- _Job_
Which lines of the data below contain the string "target"? Pick out each of them and copy it.

- _Dataset items_
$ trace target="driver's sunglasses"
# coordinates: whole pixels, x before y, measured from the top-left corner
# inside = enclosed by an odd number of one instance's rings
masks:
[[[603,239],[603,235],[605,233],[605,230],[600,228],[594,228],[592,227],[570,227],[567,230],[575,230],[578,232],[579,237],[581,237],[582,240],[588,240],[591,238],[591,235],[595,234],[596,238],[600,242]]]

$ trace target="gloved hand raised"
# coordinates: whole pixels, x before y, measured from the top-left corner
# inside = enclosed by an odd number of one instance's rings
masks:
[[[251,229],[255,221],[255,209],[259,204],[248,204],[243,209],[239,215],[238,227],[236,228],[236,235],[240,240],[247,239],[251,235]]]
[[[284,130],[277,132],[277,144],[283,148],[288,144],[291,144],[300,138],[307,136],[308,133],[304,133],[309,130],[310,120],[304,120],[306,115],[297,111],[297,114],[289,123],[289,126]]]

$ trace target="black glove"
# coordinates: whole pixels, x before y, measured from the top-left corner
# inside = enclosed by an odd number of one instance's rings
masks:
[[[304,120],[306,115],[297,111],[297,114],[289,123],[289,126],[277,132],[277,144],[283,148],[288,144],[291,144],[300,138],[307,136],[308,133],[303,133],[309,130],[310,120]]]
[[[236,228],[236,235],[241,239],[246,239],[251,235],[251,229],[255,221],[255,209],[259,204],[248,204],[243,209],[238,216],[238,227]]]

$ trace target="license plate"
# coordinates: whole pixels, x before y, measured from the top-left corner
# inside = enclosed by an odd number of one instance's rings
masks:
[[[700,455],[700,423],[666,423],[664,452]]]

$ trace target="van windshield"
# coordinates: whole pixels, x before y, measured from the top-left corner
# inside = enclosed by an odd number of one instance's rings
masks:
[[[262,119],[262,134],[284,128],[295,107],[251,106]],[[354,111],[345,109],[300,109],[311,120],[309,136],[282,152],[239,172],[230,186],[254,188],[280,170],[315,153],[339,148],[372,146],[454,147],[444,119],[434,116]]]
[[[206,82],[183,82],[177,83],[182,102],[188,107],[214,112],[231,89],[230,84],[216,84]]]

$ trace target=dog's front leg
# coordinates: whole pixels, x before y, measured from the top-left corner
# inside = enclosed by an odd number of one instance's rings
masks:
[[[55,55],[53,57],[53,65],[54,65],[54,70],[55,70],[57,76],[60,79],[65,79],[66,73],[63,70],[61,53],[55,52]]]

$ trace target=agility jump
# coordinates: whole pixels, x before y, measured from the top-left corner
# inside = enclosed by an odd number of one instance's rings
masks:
...
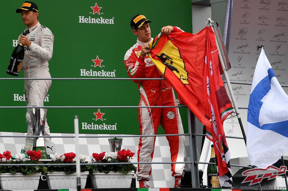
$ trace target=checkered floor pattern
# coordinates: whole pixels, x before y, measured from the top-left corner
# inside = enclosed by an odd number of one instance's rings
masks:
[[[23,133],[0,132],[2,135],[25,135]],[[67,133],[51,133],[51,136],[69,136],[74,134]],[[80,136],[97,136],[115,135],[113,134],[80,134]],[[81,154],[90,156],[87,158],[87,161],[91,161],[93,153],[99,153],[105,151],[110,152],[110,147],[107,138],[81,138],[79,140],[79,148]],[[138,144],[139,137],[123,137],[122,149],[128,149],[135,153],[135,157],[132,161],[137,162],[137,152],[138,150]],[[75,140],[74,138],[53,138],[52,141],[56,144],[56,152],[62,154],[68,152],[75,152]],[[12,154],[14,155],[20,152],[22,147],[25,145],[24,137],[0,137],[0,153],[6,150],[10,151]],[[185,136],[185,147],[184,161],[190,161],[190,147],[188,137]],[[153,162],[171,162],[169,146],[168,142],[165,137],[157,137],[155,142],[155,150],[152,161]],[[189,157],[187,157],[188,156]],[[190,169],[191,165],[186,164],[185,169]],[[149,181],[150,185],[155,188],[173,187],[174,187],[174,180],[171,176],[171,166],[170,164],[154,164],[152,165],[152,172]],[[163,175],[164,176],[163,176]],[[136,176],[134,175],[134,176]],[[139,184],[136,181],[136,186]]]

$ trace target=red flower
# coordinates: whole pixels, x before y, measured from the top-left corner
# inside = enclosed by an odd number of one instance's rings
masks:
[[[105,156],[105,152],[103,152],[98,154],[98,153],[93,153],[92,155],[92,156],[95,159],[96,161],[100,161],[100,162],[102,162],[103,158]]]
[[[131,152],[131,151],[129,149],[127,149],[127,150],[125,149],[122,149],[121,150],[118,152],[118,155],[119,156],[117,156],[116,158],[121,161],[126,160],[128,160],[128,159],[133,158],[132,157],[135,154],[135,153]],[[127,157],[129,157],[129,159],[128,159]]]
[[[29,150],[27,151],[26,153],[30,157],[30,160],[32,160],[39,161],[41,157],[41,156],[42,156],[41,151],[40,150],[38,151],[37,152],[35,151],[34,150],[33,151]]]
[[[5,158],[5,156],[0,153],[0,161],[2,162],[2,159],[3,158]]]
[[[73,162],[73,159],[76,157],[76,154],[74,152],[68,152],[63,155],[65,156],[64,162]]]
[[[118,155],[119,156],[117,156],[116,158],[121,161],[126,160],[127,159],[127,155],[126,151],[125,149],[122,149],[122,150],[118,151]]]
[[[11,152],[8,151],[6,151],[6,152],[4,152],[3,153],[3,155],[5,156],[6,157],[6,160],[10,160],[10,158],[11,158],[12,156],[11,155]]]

- _Exercise output_
$ trace target="driver's sunglasses"
$ trace target="gloved hand raised"
$ trace target="black glove"
$ trace target="license plate"
$ trace target="van windshield"
$ trace target=dog's front leg
$ trace target=agility jump
$ trace target=checkered floor pattern
$ trace target=red flower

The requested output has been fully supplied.